— Objective —
Copy every entry precisely.

start Entries supplied

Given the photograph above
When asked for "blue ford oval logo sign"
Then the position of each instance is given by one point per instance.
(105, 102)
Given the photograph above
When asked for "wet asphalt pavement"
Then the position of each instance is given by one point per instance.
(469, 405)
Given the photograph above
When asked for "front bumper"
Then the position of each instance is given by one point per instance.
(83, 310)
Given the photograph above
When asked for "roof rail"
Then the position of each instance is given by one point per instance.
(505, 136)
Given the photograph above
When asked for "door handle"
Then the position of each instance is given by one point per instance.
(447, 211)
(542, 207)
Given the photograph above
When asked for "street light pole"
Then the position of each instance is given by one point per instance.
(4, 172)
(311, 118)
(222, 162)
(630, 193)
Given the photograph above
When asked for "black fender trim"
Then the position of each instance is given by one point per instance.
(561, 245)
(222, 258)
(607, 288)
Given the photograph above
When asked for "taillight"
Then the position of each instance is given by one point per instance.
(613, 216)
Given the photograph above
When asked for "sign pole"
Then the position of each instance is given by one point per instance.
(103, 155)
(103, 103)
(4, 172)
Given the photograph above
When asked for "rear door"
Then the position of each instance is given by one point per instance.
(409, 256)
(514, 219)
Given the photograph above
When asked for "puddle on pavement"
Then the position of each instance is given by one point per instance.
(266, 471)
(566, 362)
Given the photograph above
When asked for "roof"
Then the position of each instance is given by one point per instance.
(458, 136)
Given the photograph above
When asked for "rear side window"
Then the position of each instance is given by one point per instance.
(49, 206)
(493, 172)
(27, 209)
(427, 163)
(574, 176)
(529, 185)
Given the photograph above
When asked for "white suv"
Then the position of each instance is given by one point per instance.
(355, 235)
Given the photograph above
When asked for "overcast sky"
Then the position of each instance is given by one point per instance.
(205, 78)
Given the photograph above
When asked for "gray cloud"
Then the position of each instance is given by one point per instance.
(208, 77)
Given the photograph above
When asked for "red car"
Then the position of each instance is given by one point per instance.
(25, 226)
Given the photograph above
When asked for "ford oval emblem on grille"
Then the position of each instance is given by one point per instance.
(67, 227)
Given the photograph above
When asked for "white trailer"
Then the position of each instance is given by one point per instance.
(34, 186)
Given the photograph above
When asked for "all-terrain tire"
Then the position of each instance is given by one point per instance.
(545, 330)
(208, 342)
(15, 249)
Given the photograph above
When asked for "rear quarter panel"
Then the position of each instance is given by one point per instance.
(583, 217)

end Entries supplied

— Answer —
Given the photograph above
When asked for "blue ford oval logo sign"
Then the position of each instance is given by one point per instance.
(105, 102)
Given the photograph above
When asked for "wet asphalt pavement"
Then the position of each instance is given by one point per instance.
(469, 405)
Given the photograph above
When asked for "front bumper"
Then the position of each instance is given by one point per instance.
(83, 310)
Given the photograph above
When asked for "roof rail"
Then the position of each instance is given by one point per instance.
(505, 136)
Given the photograph above
When asked for "door handle"
Then the position of each instance is given by one point per instance.
(447, 211)
(542, 207)
Given the photograph above
When asked for "street light pole"
Then the position of each instance is given by one point per instance.
(4, 172)
(311, 118)
(222, 162)
(630, 193)
Given the photograph above
When asked for "black fender trim"
Then the position of each instance is given by one point per instance.
(561, 245)
(222, 258)
(607, 288)
Given the photograph above
When asked for "taillight"
Then the position of each instance is given by one point per instance.
(613, 216)
Given the photograph above
When asked for "sign pole"
Then the position of each instance is given by one point per instance.
(103, 155)
(103, 103)
(4, 172)
Given the photograph above
When asked for "rear door"
Then the position of each instance is given by one point per instance.
(409, 256)
(514, 219)
Given the photograph above
When asked for "puddle on pavement"
Then the position of each instance is given by one point per instance.
(266, 471)
(566, 362)
Given the photograph above
When asked for "roof"
Then the position of each instance is given by one point per instance.
(458, 136)
Given the photograph above
When asked for "rear side window"
Then the position of each instance is given by one point per instance.
(49, 206)
(493, 172)
(27, 209)
(427, 163)
(574, 176)
(529, 185)
Given the photograph above
When asked for "white suv"
Then the position of each instance is given by one point per instance.
(355, 235)
Given the photograph above
When asked for "overcast sky"
Then the position of each instance is given by one point per instance.
(205, 78)
Given the photograph above
When asked for "gray cloud"
Then the position of each instance is given by one point per instance.
(208, 77)
Given the photograph above
When asked for "red car"
Then the position of each instance is given by one point per instance.
(25, 226)
Given the photograph above
When asked for "ford oval emblem on grille"
Then the position of each instance is given by one point per instance.
(67, 227)
Given the photograph above
When asked for "white trailer"
Then the position of each instance is given by one point per instance.
(34, 186)
Given the photograph above
When asked for "all-terrain tire"
Then the position of each instance is given by one point per instance.
(545, 330)
(208, 342)
(15, 249)
Given the photograph above
When asked for "rear quarter panel"
Then the position of each instance is given by one point per instance.
(583, 217)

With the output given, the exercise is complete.